(Document section Opens)
My parents are from Cleveland, Ohio. That is where I was born in 1979, in Marymount Hospital, on a feast dedicated to Mary and a mountain: July 16. Our Lady of Mt. Carmel. As if the date and the hospital’s name were not signs enough, God sent another. As my mother looked at my raisin face for the first time—both of us were wearing matching blue patient wrist bands—she wondered why God had sent her a third son, when he knew so well that she would have liked a girl. Suddenly she heard an answer within. It was a man’s voice: “Your child will become something only a man can be!” She paused and listened more attentively to the rhythmic beeping of the machines monitoring our vital signs.
“The president, maybe?”
“No, the president could be a woman,” replied the voice.
She thought, “A priest?”
The voice said, “Yes.”
And yet, she knew we were not even Catholic; so she did the only thing she could do: she treasured all these things in her heart.
(Document section Closes)
(Record set Opens)
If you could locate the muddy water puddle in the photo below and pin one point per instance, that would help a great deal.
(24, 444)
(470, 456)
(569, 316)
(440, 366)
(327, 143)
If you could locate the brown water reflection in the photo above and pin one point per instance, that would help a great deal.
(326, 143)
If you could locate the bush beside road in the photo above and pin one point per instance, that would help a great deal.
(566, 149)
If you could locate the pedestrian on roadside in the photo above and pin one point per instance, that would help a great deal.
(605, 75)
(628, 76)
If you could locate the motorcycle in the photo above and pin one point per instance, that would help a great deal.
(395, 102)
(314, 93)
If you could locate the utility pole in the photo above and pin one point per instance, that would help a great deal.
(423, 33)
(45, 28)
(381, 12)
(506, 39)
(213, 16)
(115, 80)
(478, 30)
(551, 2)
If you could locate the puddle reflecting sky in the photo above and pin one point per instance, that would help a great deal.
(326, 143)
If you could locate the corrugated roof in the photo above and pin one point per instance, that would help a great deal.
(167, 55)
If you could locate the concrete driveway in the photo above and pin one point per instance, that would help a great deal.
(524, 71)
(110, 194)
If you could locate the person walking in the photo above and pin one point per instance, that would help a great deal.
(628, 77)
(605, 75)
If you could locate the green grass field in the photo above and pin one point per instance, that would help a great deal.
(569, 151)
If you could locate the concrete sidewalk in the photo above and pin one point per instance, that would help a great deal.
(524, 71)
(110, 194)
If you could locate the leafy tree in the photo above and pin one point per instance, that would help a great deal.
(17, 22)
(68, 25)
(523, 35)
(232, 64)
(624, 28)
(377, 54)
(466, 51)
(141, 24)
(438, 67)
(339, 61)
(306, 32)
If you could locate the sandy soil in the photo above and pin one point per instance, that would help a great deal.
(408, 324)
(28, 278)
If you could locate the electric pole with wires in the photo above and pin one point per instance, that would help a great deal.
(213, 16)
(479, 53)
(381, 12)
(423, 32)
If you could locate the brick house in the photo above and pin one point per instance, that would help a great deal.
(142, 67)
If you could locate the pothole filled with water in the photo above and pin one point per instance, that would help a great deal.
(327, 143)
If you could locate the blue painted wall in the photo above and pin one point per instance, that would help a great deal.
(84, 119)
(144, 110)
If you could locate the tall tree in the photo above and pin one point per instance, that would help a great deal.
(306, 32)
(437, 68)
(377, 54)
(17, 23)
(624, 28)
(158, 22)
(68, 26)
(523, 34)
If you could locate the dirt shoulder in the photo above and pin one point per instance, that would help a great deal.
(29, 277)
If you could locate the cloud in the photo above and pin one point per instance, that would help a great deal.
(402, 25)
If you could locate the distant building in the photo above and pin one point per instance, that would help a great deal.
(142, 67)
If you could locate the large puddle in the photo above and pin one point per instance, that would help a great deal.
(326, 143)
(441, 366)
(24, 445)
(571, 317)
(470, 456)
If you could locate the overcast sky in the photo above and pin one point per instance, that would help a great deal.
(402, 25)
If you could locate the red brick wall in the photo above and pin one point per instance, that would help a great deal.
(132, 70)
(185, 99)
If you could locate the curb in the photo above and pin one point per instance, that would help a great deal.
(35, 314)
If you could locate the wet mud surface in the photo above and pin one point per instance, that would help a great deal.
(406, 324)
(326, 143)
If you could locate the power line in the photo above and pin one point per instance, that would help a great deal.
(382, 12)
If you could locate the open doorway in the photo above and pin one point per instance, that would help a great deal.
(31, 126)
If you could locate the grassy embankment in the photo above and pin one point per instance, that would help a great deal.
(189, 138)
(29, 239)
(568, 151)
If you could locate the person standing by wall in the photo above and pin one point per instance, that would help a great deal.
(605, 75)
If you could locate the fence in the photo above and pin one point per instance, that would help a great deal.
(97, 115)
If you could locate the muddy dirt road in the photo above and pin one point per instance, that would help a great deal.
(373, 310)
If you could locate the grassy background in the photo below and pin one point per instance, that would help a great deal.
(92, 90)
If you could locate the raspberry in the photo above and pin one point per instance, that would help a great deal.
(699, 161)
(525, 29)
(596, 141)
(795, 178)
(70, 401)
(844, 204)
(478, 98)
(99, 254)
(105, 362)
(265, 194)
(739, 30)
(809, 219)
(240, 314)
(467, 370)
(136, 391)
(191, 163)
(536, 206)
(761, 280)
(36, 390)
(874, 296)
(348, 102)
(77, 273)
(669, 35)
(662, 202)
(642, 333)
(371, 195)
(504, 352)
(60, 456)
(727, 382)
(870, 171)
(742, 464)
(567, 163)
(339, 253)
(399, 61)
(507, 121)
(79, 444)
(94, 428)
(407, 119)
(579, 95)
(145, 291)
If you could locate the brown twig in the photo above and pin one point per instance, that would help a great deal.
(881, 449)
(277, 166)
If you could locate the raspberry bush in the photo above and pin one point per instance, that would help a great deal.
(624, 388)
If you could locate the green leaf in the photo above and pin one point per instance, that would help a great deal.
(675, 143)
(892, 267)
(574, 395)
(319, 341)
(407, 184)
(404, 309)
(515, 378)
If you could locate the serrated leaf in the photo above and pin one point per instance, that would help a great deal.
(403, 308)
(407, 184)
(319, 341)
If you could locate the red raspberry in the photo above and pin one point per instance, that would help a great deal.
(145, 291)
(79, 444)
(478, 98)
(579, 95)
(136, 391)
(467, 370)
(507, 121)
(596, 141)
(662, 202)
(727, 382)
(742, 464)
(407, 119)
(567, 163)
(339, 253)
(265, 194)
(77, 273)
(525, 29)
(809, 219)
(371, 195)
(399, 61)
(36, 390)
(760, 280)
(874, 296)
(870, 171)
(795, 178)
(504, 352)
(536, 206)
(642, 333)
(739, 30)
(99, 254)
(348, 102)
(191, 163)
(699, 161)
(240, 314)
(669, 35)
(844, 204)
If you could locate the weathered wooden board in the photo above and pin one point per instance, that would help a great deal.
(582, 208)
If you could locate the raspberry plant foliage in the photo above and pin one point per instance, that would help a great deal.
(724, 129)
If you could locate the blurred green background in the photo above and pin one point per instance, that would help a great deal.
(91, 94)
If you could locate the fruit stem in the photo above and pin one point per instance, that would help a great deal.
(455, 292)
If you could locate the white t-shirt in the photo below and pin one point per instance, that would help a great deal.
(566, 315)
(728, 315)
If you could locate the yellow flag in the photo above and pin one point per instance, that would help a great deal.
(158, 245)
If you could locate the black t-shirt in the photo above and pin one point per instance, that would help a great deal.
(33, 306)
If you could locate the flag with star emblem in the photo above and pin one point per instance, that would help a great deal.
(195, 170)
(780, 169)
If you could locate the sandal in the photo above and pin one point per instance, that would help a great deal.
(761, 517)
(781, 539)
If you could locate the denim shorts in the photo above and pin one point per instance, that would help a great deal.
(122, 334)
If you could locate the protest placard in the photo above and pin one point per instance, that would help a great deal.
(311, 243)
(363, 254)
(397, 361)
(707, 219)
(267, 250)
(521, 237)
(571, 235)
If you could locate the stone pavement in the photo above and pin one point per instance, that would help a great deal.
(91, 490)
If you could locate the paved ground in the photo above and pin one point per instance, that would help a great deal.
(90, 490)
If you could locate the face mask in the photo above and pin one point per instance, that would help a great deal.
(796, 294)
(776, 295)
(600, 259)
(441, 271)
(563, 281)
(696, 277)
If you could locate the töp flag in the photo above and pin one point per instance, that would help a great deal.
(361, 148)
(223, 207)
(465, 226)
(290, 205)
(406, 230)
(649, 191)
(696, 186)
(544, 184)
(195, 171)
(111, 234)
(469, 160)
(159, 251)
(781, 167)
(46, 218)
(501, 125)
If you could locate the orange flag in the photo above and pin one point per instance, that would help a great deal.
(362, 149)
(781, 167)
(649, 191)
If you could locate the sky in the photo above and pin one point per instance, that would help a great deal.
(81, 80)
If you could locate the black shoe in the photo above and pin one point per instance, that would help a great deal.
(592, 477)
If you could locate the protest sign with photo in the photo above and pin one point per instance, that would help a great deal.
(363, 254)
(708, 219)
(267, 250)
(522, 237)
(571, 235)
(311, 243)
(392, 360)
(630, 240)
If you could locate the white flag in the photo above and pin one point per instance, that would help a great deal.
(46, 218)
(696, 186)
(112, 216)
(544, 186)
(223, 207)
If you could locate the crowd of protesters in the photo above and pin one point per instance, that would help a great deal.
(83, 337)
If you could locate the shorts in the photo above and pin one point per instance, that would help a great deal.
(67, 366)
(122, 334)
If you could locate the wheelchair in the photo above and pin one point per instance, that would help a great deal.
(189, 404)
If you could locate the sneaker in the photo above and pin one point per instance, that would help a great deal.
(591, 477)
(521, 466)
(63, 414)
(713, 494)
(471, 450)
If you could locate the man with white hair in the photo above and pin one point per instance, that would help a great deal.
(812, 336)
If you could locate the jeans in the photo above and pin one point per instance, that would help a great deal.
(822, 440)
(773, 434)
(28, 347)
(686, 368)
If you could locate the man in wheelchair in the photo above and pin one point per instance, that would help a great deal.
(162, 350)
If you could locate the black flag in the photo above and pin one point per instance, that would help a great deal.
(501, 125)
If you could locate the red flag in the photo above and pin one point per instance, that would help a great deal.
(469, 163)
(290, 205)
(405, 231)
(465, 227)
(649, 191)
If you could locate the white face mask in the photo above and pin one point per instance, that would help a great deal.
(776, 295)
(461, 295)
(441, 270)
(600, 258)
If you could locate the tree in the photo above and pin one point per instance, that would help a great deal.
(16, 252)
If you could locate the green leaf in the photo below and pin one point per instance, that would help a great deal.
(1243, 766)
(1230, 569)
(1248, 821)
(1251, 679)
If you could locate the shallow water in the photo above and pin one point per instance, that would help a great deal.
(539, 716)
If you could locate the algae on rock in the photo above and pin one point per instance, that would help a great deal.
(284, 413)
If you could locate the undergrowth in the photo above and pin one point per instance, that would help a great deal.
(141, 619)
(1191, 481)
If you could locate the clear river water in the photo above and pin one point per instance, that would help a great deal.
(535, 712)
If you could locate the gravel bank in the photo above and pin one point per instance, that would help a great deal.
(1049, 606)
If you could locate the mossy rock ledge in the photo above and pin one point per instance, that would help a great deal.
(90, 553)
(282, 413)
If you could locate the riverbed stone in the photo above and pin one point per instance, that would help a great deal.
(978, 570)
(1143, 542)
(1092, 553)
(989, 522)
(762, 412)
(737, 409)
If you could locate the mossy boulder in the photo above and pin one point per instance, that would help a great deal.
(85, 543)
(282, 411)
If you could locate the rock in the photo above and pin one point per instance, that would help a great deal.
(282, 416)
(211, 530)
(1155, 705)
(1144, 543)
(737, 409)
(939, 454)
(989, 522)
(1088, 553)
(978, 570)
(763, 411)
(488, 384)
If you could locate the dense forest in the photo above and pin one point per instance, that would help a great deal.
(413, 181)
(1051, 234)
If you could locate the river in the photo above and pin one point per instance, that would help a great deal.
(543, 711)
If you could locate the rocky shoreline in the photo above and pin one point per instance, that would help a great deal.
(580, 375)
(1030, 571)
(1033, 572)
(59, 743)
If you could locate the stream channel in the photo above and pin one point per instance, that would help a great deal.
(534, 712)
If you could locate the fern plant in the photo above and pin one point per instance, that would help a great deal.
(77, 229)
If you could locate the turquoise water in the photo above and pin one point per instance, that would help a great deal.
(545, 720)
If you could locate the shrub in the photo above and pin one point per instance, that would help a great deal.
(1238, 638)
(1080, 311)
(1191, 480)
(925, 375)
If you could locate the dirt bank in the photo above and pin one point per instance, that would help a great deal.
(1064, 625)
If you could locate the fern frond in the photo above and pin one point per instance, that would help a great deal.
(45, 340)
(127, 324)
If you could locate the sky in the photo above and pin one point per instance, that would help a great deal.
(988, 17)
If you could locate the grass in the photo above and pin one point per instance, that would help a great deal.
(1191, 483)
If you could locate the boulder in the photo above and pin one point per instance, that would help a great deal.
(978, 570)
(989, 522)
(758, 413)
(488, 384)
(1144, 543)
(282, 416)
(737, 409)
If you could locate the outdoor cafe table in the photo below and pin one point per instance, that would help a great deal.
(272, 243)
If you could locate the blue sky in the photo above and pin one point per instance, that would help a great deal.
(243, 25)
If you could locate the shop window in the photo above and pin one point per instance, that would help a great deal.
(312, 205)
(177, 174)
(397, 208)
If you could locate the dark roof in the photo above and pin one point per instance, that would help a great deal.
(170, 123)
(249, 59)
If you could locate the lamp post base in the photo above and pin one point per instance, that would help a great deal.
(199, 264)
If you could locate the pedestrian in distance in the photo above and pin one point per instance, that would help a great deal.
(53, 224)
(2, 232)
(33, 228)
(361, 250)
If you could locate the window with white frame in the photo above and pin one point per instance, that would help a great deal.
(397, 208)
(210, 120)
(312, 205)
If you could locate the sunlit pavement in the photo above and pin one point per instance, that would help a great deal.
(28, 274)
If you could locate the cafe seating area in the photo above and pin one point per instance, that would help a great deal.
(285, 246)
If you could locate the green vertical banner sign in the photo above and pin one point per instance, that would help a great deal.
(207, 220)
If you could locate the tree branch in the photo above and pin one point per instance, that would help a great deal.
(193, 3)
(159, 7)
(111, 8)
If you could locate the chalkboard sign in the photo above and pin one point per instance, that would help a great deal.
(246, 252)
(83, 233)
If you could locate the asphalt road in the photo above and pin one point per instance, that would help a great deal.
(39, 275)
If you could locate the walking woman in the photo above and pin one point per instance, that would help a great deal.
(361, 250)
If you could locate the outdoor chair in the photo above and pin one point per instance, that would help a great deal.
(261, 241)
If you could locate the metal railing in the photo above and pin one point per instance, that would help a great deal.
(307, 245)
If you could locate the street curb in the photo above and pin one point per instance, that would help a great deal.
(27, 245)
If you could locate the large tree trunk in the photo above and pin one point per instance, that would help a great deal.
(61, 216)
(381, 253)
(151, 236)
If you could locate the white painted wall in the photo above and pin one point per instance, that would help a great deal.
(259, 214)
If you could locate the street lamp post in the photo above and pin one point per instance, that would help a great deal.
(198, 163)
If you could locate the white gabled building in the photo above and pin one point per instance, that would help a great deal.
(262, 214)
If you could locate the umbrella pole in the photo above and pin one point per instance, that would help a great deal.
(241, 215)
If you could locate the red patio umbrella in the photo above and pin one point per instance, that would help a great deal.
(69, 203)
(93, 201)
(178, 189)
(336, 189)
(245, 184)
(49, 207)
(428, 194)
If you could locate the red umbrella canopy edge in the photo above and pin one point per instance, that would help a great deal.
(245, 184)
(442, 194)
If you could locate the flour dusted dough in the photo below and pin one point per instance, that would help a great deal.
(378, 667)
(Record set Closes)
Return the part of the birth account from "My parents are" to "replied the voice.", copied verbatim. The listing stands apart from the birth account and is unrelated to it.

My parents are from Cleveland, Ohio. That is where I was born in 1979, in Marymount Hospital, on a feast dedicated to Mary and a mountain: July 16. Our Lady of Mt. Carmel. As if the date and the hospital’s name were not signs enough, God sent another. As my mother looked at my raisin face for the first time—both of us were wearing matching blue patient wrist bands—she wondered why God had sent her a third son, when he knew so well that she would have liked a girl. Suddenly she heard an answer within. It was a man’s voice: “Your child will become something only a man can be!” She paused and listened more attentively to the rhythmic beeping of the machines monitoring our vital signs.
“The president, maybe?”
“No, the president could be a woman,” replied the voice.